# [Spatial localization data]
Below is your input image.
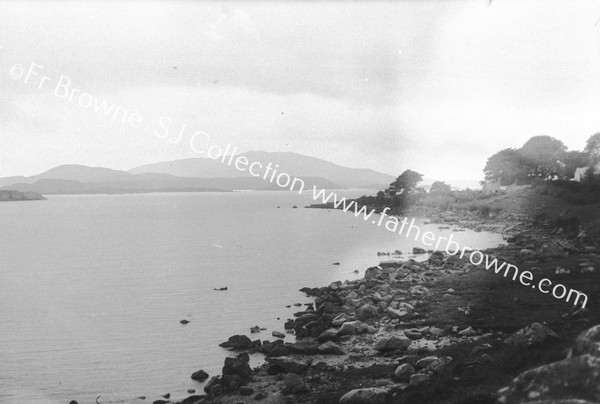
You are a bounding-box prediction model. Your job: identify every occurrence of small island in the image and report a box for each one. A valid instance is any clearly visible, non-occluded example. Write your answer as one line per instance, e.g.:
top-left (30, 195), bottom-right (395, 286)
top-left (0, 190), bottom-right (46, 202)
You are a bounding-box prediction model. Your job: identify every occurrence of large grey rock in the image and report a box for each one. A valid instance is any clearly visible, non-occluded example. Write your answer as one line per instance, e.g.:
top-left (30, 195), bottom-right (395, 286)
top-left (504, 323), bottom-right (558, 348)
top-left (374, 336), bottom-right (411, 352)
top-left (497, 354), bottom-right (600, 403)
top-left (339, 387), bottom-right (388, 404)
top-left (338, 321), bottom-right (361, 336)
top-left (575, 324), bottom-right (600, 357)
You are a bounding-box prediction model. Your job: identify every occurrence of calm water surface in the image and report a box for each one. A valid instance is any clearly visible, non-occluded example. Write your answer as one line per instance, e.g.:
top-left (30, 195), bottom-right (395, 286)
top-left (0, 191), bottom-right (504, 403)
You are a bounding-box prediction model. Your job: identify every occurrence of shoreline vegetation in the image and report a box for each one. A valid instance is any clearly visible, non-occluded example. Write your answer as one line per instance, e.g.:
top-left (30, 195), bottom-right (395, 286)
top-left (0, 190), bottom-right (45, 201)
top-left (123, 135), bottom-right (600, 404)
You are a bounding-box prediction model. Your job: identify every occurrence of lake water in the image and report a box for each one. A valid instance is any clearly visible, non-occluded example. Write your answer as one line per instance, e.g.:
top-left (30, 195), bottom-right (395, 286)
top-left (0, 191), bottom-right (504, 404)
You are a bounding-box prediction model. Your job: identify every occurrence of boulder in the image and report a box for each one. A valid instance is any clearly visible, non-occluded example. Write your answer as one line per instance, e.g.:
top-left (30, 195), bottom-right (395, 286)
top-left (394, 363), bottom-right (415, 380)
top-left (191, 369), bottom-right (209, 381)
top-left (356, 304), bottom-right (379, 321)
top-left (574, 324), bottom-right (600, 357)
top-left (339, 387), bottom-right (388, 404)
top-left (412, 247), bottom-right (427, 254)
top-left (180, 396), bottom-right (204, 404)
top-left (364, 267), bottom-right (382, 280)
top-left (497, 354), bottom-right (600, 403)
top-left (317, 328), bottom-right (339, 342)
top-left (356, 323), bottom-right (377, 334)
top-left (374, 336), bottom-right (411, 352)
top-left (338, 321), bottom-right (361, 336)
top-left (505, 323), bottom-right (558, 348)
top-left (218, 335), bottom-right (253, 350)
top-left (222, 352), bottom-right (252, 379)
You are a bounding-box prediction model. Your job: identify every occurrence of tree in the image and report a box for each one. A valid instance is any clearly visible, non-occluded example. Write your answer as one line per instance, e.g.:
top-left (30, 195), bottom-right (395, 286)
top-left (562, 150), bottom-right (590, 179)
top-left (519, 136), bottom-right (567, 179)
top-left (388, 170), bottom-right (423, 194)
top-left (430, 181), bottom-right (451, 194)
top-left (584, 133), bottom-right (600, 164)
top-left (483, 148), bottom-right (528, 185)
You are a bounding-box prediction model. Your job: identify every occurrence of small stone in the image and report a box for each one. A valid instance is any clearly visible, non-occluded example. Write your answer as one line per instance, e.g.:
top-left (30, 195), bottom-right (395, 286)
top-left (272, 331), bottom-right (285, 339)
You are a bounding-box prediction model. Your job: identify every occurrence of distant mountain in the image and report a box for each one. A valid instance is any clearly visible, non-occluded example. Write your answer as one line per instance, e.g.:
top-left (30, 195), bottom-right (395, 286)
top-left (0, 163), bottom-right (344, 195)
top-left (129, 151), bottom-right (395, 189)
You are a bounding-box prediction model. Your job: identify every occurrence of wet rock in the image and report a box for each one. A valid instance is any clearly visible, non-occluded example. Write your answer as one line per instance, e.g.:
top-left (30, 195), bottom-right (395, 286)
top-left (364, 266), bottom-right (382, 280)
top-left (497, 354), bottom-right (600, 403)
top-left (394, 363), bottom-right (415, 380)
top-left (272, 331), bottom-right (285, 339)
top-left (374, 336), bottom-right (411, 352)
top-left (318, 341), bottom-right (346, 355)
top-left (191, 369), bottom-right (209, 381)
top-left (574, 324), bottom-right (600, 357)
top-left (218, 335), bottom-right (253, 350)
top-left (180, 319), bottom-right (190, 324)
top-left (339, 387), bottom-right (388, 404)
top-left (265, 356), bottom-right (309, 374)
top-left (181, 396), bottom-right (204, 404)
top-left (222, 352), bottom-right (252, 379)
top-left (505, 323), bottom-right (558, 348)
top-left (412, 247), bottom-right (427, 254)
top-left (284, 319), bottom-right (295, 330)
top-left (250, 325), bottom-right (261, 333)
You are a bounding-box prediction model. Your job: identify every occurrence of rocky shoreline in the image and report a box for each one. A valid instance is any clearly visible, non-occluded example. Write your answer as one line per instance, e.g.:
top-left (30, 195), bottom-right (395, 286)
top-left (130, 205), bottom-right (600, 404)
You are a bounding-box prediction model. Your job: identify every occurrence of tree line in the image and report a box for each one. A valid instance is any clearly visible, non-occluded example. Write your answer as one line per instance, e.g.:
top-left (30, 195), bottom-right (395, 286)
top-left (483, 133), bottom-right (600, 185)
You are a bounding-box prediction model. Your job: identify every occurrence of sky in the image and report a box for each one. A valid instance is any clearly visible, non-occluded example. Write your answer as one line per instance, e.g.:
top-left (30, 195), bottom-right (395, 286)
top-left (1, 0), bottom-right (600, 184)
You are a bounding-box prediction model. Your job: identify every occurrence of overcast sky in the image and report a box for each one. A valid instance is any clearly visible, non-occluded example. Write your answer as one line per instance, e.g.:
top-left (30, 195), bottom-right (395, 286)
top-left (1, 0), bottom-right (599, 183)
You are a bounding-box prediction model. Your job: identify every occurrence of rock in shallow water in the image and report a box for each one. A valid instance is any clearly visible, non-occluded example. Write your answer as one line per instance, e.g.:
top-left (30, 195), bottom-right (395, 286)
top-left (191, 369), bottom-right (209, 381)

# [REQUIREMENT]
Every entry above should be returned exactly, with no images included.

# [EXERCISE OUTPUT]
Below is your input image.
You are a bounding-box prediction model. Your job: identify every occurrence of small island in the image and report a box for each one. A valid instance is any clearly visible, non-occluded example. Write your answer as one line per instance, e.g.:
top-left (30, 195), bottom-right (395, 286)
top-left (0, 190), bottom-right (46, 202)
You are a bounding-box prediction model. Your job: identify every occurrence of large grey rock in the image and report a box for each one. A valid instance is any clearly visible, non-occluded example. Write your answer as one line per instance, e.g.:
top-left (30, 195), bottom-right (395, 286)
top-left (504, 323), bottom-right (558, 348)
top-left (374, 336), bottom-right (411, 352)
top-left (497, 354), bottom-right (600, 403)
top-left (339, 387), bottom-right (388, 404)
top-left (338, 321), bottom-right (361, 336)
top-left (575, 324), bottom-right (600, 357)
You are a bounding-box prediction model. Your job: identify every occurrence of calm water surface in the image and report a box for each one. A valid instance is any clearly visible, non-occluded example. Write your answer as one line per instance, e.g.:
top-left (30, 195), bottom-right (395, 286)
top-left (0, 191), bottom-right (504, 403)
You are a bounding-box prediction model. Your job: identify every occurrence of shoreline vegetation in the image and report a box for each one. A valid instance is any clearly visible, non-occluded example. Write your answer as one line per instance, e.g.:
top-left (30, 195), bottom-right (395, 286)
top-left (0, 190), bottom-right (45, 201)
top-left (123, 135), bottom-right (600, 404)
You are a bounding-box prediction model. Your job: identify every occurrence of lake water in the image and report a box for each one. A valid instance is any clearly visible, non-occluded example. Write your answer as one line per instance, e.g.:
top-left (30, 195), bottom-right (395, 286)
top-left (0, 191), bottom-right (504, 404)
You are a bounding-box prediction model. Your job: identify every occurrence of boulder in the image and report a box for each one. A valid instance is any clearly visible, non-occluded example. Write your answer as one line per instance, e.g.:
top-left (30, 195), bottom-right (395, 286)
top-left (394, 363), bottom-right (415, 380)
top-left (191, 369), bottom-right (209, 381)
top-left (356, 304), bottom-right (379, 321)
top-left (574, 324), bottom-right (600, 357)
top-left (339, 387), bottom-right (388, 404)
top-left (412, 247), bottom-right (427, 254)
top-left (180, 396), bottom-right (204, 404)
top-left (364, 267), bottom-right (382, 280)
top-left (497, 354), bottom-right (600, 403)
top-left (317, 328), bottom-right (339, 342)
top-left (356, 323), bottom-right (377, 334)
top-left (374, 336), bottom-right (411, 352)
top-left (338, 321), bottom-right (361, 336)
top-left (505, 323), bottom-right (558, 348)
top-left (218, 335), bottom-right (253, 350)
top-left (222, 352), bottom-right (252, 379)
You are a bounding-box prediction model. Your job: identify every occurrence of tree in the image and report a box for each one. A valid instance is any clearly visible, non-occluded example. Write your answer as one line per instance, e.g.:
top-left (30, 195), bottom-right (395, 286)
top-left (562, 150), bottom-right (590, 179)
top-left (519, 136), bottom-right (567, 179)
top-left (388, 170), bottom-right (423, 194)
top-left (430, 181), bottom-right (451, 194)
top-left (584, 133), bottom-right (600, 164)
top-left (483, 148), bottom-right (528, 185)
You are a bounding-box prediction model. Your job: identify every occurrence of small stone in the image and report a box for each one. A valid instance is any clearly visible, non-occluded example. Write your answer as one line per instance, e.g.:
top-left (30, 195), bottom-right (395, 286)
top-left (272, 331), bottom-right (285, 339)
You are a bounding-box prediction model. Your job: identify every occurrence of distant mountain in the image and report a box for each one. A valid instance is any clearly visible, non-occluded example. Write your answer as one line per instance, e.g.:
top-left (30, 195), bottom-right (395, 286)
top-left (0, 163), bottom-right (344, 195)
top-left (129, 151), bottom-right (395, 189)
You are a bounding-box prediction model. Your job: identify every occurrence of wet rock in the image and report a box for each one. A valid instance is any clearly visible, non-occluded example. Write your answer as one line per instance, e.g.:
top-left (30, 195), bottom-right (395, 286)
top-left (364, 266), bottom-right (382, 280)
top-left (497, 354), bottom-right (600, 403)
top-left (394, 363), bottom-right (415, 380)
top-left (272, 331), bottom-right (285, 339)
top-left (374, 336), bottom-right (411, 352)
top-left (318, 341), bottom-right (346, 355)
top-left (191, 369), bottom-right (209, 381)
top-left (574, 324), bottom-right (600, 357)
top-left (218, 335), bottom-right (253, 350)
top-left (180, 319), bottom-right (190, 324)
top-left (339, 387), bottom-right (388, 404)
top-left (265, 356), bottom-right (309, 374)
top-left (181, 396), bottom-right (204, 404)
top-left (222, 352), bottom-right (252, 379)
top-left (505, 323), bottom-right (558, 348)
top-left (412, 247), bottom-right (427, 254)
top-left (284, 319), bottom-right (295, 330)
top-left (250, 325), bottom-right (261, 333)
You are a bounding-box prediction model. Your job: identify every occurrence of rocky shoreline in the image and report a box for each one. A valid instance is any clearly visible, non-occluded example. Write your answer as one line per instance, e.g.:
top-left (30, 195), bottom-right (395, 286)
top-left (130, 205), bottom-right (600, 404)
You are a bounding-box prediction model. Your job: identify every occurrence of tree line in the image and report a box for each one. A valid instance is any clearly visible, non-occluded example. Write your answer as one line per instance, e.g.:
top-left (30, 195), bottom-right (395, 286)
top-left (483, 133), bottom-right (600, 185)
You are a bounding-box prediction model. Your job: identify every occurrence of sky in the image and report a box for each one. A valid instance is any clearly visible, non-occluded example. Write your answer as one line per instance, e.g.:
top-left (30, 195), bottom-right (395, 286)
top-left (1, 0), bottom-right (600, 184)
You are a bounding-box prediction model. Your job: identify every occurrence of overcast sky in the image and report a box for each one. A valid instance is any clearly visible, non-occluded example. Write your answer as one line per instance, e.g.:
top-left (30, 195), bottom-right (395, 286)
top-left (1, 0), bottom-right (599, 183)
You are a bounding-box prediction model. Your job: identify every occurrence of rock in shallow water in the image and report a box for each one. A valid instance is any clearly visible, non-occluded example. Write your answer as one line per instance, e.g.:
top-left (30, 195), bottom-right (395, 286)
top-left (191, 369), bottom-right (209, 381)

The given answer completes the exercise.